Excerpt to read.
::::::
Goaltending is volatile and it’s not out of the realm of possibility that Vasilevskiy has a down year, but if he can provide the Bolts with just average goaltending, they should begin to stabilize and climb the table.
Tampa Bay will, in all likelihood, find itself among the best teams in the NHL by the time this season is completed.
The Western Conference favorites, the Vegas Golden Knights, are in a similar situation. The Knights have the sixth-best expected goals share and eighth-best high-danger chance share in the NHL, so you could argue that Vegas deserves better than its 10-9-3 record.
The Knights may not have one of the best records in the NHL, but they remain one of the best teams in the league. The only thing holding them back right now is their 6.82 shooting percentage (29th) at 5-on-5. Vegas should experience some positive regression as the season goes on and the odds reflect that.
There is no real cause for panic in Tampa or Vegas, but the scene is very different in Toronto — where the city is in shambles over its beloved Maple Leafs.
Head coach Mike Babcock is on the hot seat. Defenseman Tyson Barrie, one of Toronto’s lauded offseason acquisitions, is already looking for a way out. Their cap situation makes it really tough to make a trade. And, perhaps most indicting, their underlying metrics are quite poor.
Through their first 22 games, the Leafs have controlled just 47.3% of the expected goals and 45.9% of the high-danger chances. The defense, which is surrendering 11 high-danger chances per 60 minutes at 5-on-5, is bad but Toronto’s highly-touted offense has been downright underwhelming.
::::::
Information shown.
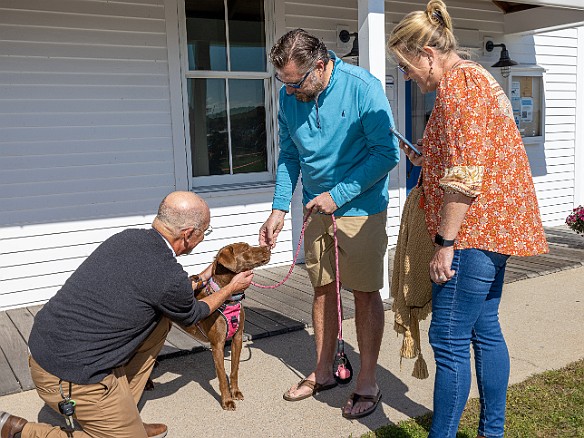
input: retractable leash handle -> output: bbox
[251,209,353,385]
[331,214,353,385]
::::::
Directive. Retype the hockey analysis, everything from "The Western Conference" down to "its 10-9-3 record.", word for word. Rely only on the text about the NHL season when responding.

Result.
The Western Conference favorites, the Vegas Golden Knights, are in a similar situation. The Knights have the sixth-best expected goals share and eighth-best high-danger chance share in the NHL, so you could argue that Vegas deserves better than its 10-9-3 record.